### Data rows

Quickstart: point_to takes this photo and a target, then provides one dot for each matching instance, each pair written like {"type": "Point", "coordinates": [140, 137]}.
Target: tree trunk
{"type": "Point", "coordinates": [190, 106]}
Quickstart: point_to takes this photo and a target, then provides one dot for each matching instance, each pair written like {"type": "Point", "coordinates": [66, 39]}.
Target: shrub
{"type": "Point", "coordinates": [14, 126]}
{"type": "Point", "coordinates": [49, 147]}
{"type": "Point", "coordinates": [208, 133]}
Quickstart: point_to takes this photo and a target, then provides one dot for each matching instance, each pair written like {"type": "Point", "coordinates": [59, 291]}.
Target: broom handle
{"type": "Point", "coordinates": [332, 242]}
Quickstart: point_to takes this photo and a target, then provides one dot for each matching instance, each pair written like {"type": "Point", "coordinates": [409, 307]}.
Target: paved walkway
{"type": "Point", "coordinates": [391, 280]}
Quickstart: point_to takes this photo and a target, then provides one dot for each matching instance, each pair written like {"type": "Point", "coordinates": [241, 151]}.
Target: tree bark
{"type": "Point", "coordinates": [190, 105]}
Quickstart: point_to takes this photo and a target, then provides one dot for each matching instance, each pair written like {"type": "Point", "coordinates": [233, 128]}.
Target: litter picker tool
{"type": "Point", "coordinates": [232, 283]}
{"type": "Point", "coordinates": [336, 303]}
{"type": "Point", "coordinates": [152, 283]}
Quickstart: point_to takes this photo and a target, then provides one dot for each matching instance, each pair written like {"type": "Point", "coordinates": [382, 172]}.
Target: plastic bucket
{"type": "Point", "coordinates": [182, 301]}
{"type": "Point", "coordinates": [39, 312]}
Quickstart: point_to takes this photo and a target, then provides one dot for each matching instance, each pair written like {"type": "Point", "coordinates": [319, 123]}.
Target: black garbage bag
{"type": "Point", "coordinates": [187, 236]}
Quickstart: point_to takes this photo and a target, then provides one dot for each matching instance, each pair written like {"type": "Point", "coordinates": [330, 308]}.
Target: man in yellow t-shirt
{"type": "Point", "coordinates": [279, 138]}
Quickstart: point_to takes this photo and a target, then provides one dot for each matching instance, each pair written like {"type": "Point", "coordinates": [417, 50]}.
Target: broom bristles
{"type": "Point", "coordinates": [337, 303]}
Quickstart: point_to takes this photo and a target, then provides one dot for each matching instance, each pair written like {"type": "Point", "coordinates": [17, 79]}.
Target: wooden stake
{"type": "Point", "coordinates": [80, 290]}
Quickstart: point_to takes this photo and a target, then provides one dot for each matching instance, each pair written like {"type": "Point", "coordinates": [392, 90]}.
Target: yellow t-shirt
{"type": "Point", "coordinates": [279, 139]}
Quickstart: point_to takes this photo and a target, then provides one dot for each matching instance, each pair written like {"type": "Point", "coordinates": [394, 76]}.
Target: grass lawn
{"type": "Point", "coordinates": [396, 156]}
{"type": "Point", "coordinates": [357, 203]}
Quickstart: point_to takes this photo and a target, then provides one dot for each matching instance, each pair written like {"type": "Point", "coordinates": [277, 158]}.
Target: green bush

######

## Job
Copy every line exactly. Leave nothing out.

## Answer to this problem
Quickstart: point_to takes this photo and a target, then provides one dot for each matching instance, each pair written like {"type": "Point", "coordinates": [140, 137]}.
Target: tree trunk
{"type": "Point", "coordinates": [190, 106]}
Quickstart: point_to takes this photo and a target, then provides one dot for each matching instance, each pair written like {"type": "Point", "coordinates": [66, 39]}.
Target: shrub
{"type": "Point", "coordinates": [14, 126]}
{"type": "Point", "coordinates": [49, 147]}
{"type": "Point", "coordinates": [208, 133]}
Quickstart: point_to takes this photo and a target, then provides one dot for each matching instance, each pair written like {"type": "Point", "coordinates": [59, 291]}.
Target: broom handle
{"type": "Point", "coordinates": [332, 242]}
Quickstart: point_to takes this photo and a target, then provides one dot for each matching instance, each pair written like {"type": "Point", "coordinates": [409, 307]}.
Target: paved walkway
{"type": "Point", "coordinates": [391, 280]}
Quickstart: point_to takes this photo and a target, then provides one dot for each matching instance, each pair written like {"type": "Point", "coordinates": [241, 151]}.
Target: tree bark
{"type": "Point", "coordinates": [190, 105]}
Quickstart: point_to takes this photo and a target, then provides one dot for each matching instance, each pair written like {"type": "Point", "coordinates": [233, 128]}.
Target: litter picker tool
{"type": "Point", "coordinates": [232, 283]}
{"type": "Point", "coordinates": [336, 303]}
{"type": "Point", "coordinates": [152, 283]}
Quickstart: point_to takes this photo and a target, then provides one dot for each matching instance, each pair written like {"type": "Point", "coordinates": [382, 172]}.
Target: plastic bucket
{"type": "Point", "coordinates": [182, 301]}
{"type": "Point", "coordinates": [39, 312]}
Quickstart: point_to takes this photo and a target, then provides one dot for each matching instance, each pair written like {"type": "Point", "coordinates": [319, 123]}.
Target: black garbage bag
{"type": "Point", "coordinates": [187, 236]}
Quickstart: point_to takes this photo and a target, then provides one dot for each matching instance, each pair written like {"type": "Point", "coordinates": [330, 308]}.
Target: man in yellow t-shirt
{"type": "Point", "coordinates": [279, 138]}
Quickstart: point_to takes this photo and a target, then provides one dot for each matching instance, each pair written like {"type": "Point", "coordinates": [417, 50]}.
Target: broom bristles
{"type": "Point", "coordinates": [337, 303]}
Quickstart: point_to takes this photo and a target, then provides one dot for each matching instance, each pair written like {"type": "Point", "coordinates": [17, 79]}.
Target: wooden stake
{"type": "Point", "coordinates": [80, 290]}
Quickstart: point_to takes this photo and a target, then provides one dot for each matching instance, each pair written like {"type": "Point", "coordinates": [392, 90]}.
Target: yellow t-shirt
{"type": "Point", "coordinates": [279, 139]}
Quickstart: point_to takes this photo and a target, then provides one dot for each matching instance, each pair written like {"type": "Point", "coordinates": [394, 76]}.
Target: grass lawn
{"type": "Point", "coordinates": [396, 156]}
{"type": "Point", "coordinates": [357, 203]}
Quickstart: point_to takes this photo and a target, then provides one dot for each matching instance, each pair written like {"type": "Point", "coordinates": [277, 158]}.
Target: green bush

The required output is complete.